### BRIEF 1
Echo the article on selling a home with pets word for word, everything from "Realtor Tim Dovel’s" down to "stinky…not my house!".
### BRIEF 2
Proceed with the article on selling a home with pets, picking up right after its last sentence.

### TEXT TO READ
## Begin

Realtor Tim Dovel’s Tips to Get You on Track
I always get the question, “I’m thinking about selling our house, but we have pets. What do we do?”
Here are some tips to go about selling a home with pets the right way:
Tip #1: Stinky, stinky, stinky…not my house!
We all think our fur pets don’t smell—even my little Boston Terrier—but let’s be real, they go outside, run and roll around in the grass, and play in the dirt. Guess where they go afterward? Inside the house. So we need to ensure we clean everything to remove the pet smells. This doesn’t just mean vacuuming the carpet and wiping down the countertops. You’ll want to hire a professional carpet cleaning company, preferably one that uses products that are pet-friendly. Don’t forget to clean area rugs, those hard to reach places, and the closets. Pet hair and dust can also get trapped in the air ducts within your home; a professional air duct cleaning company can help clean those and help eliminate any lingering odors.

## End

Items listed in a dataset:

## Begin

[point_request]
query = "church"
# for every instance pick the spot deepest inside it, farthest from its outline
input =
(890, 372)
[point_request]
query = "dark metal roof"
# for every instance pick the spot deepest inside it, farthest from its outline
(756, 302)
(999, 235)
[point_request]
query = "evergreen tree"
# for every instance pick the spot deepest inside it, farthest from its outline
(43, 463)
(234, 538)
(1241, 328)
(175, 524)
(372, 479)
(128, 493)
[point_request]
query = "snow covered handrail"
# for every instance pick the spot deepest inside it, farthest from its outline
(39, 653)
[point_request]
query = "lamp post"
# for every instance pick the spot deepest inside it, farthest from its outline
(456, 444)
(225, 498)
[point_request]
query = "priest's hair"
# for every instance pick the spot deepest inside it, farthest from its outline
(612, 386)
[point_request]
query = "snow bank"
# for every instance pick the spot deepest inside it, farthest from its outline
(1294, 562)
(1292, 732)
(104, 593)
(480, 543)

## End
## Begin

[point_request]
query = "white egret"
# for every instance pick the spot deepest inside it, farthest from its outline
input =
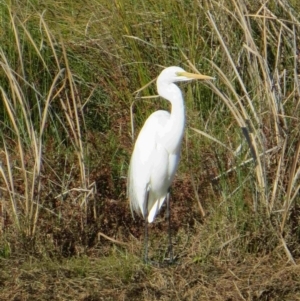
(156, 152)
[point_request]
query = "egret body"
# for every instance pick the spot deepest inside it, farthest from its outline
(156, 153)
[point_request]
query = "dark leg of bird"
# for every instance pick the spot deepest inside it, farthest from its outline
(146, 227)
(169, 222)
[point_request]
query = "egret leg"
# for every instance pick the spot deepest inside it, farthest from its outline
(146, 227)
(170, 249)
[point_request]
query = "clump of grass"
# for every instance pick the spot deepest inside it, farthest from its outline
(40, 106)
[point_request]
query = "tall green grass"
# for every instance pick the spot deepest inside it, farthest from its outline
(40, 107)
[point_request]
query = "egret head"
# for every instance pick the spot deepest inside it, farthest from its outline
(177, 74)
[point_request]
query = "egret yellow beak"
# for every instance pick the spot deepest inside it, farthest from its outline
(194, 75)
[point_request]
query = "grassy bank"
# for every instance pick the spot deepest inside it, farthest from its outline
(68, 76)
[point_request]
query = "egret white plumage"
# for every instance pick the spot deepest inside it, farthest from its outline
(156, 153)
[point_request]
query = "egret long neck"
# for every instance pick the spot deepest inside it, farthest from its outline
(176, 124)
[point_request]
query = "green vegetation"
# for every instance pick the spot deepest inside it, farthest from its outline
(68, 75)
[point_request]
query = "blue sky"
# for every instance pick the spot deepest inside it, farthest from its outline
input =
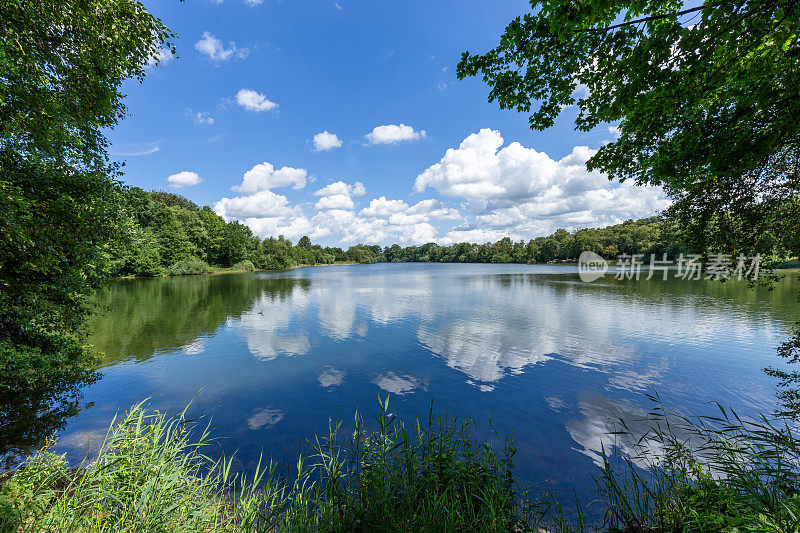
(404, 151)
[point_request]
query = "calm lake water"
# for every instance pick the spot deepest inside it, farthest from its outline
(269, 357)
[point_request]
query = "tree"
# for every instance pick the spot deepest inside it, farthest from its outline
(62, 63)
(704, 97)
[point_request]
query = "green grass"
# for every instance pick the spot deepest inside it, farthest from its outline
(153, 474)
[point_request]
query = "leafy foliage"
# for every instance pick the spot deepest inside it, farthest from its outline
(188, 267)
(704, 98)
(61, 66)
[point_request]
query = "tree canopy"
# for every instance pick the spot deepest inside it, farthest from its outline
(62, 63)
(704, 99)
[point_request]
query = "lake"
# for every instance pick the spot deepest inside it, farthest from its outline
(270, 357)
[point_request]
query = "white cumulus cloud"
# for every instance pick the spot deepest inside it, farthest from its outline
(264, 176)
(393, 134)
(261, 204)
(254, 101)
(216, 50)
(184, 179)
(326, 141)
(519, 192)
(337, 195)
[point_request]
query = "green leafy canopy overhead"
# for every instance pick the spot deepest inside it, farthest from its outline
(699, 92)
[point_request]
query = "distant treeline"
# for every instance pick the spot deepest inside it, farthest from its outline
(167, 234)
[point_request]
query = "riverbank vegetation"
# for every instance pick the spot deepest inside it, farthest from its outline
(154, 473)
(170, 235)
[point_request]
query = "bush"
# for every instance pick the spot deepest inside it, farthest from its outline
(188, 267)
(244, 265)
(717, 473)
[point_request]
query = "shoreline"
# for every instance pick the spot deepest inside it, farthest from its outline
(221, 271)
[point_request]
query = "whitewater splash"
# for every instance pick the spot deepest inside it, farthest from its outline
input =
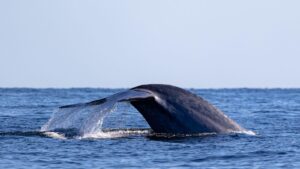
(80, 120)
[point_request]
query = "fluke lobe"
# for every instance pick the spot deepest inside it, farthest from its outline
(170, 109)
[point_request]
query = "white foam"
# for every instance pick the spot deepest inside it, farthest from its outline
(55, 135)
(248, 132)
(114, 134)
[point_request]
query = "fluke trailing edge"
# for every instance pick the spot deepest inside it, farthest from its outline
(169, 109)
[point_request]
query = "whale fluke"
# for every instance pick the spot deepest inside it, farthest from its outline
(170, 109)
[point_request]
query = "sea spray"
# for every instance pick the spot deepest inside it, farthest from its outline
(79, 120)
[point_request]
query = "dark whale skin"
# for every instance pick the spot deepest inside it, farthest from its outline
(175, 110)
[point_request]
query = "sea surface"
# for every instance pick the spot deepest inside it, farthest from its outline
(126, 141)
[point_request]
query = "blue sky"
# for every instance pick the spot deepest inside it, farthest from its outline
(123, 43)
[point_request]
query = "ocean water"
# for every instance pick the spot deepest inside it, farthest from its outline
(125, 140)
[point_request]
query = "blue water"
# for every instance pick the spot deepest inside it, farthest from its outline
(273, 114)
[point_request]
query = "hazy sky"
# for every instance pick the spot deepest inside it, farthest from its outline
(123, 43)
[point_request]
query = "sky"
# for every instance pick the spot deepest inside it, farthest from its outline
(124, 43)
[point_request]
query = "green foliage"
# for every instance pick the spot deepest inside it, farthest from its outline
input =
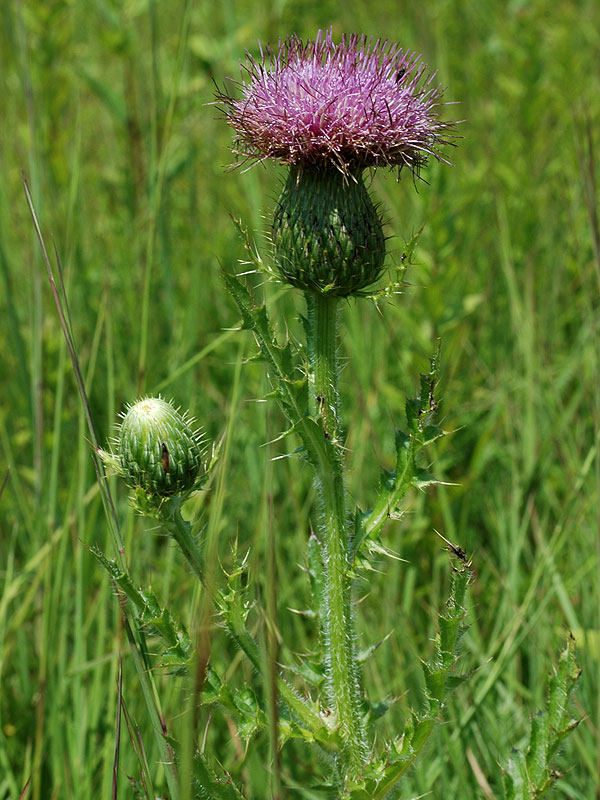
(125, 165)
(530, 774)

## End

### REPLY 1
Realtor Tim Dovel’s Tips to Get You on Track
I always get the question, “I’m thinking about selling our house, but we have pets. What do we do?”
Here are some tips to go about selling a home with pets the right way:
Tip #1: Stinky, stinky, stinky…not my house!

### REPLY 2
Tip #2: Clean up your pet’s belongings
One of the most inexpensive ways to help prepare your home for sale is by decluttering (also recommended if you don’t have pets.) Your pet’s belongings can be toys, beds, pet dishes, blankets, and even their litter pans. Before any showings, you’ll want to remove any pet items—including the litter pan—and place them in a secure private location.
Tip #3: Curb appeal
Keeping your yard tidy and green will help you sell your home faster and for top dollar. Remove any pet toys from the yard and secure them in one area. Fix any items that your pet might have damaged (fencing, grass, etc). Pet urine can cause the grass to turn colors, try using a grass saver liquid spray similar to See Spot Run, which is a natural, environmentally-friendly, and safe product to use around pets and children (per their description). It’s also a good idea to fill in those holes your pet dug, plant fresh flowers, and replace any trees or shrubs that need it.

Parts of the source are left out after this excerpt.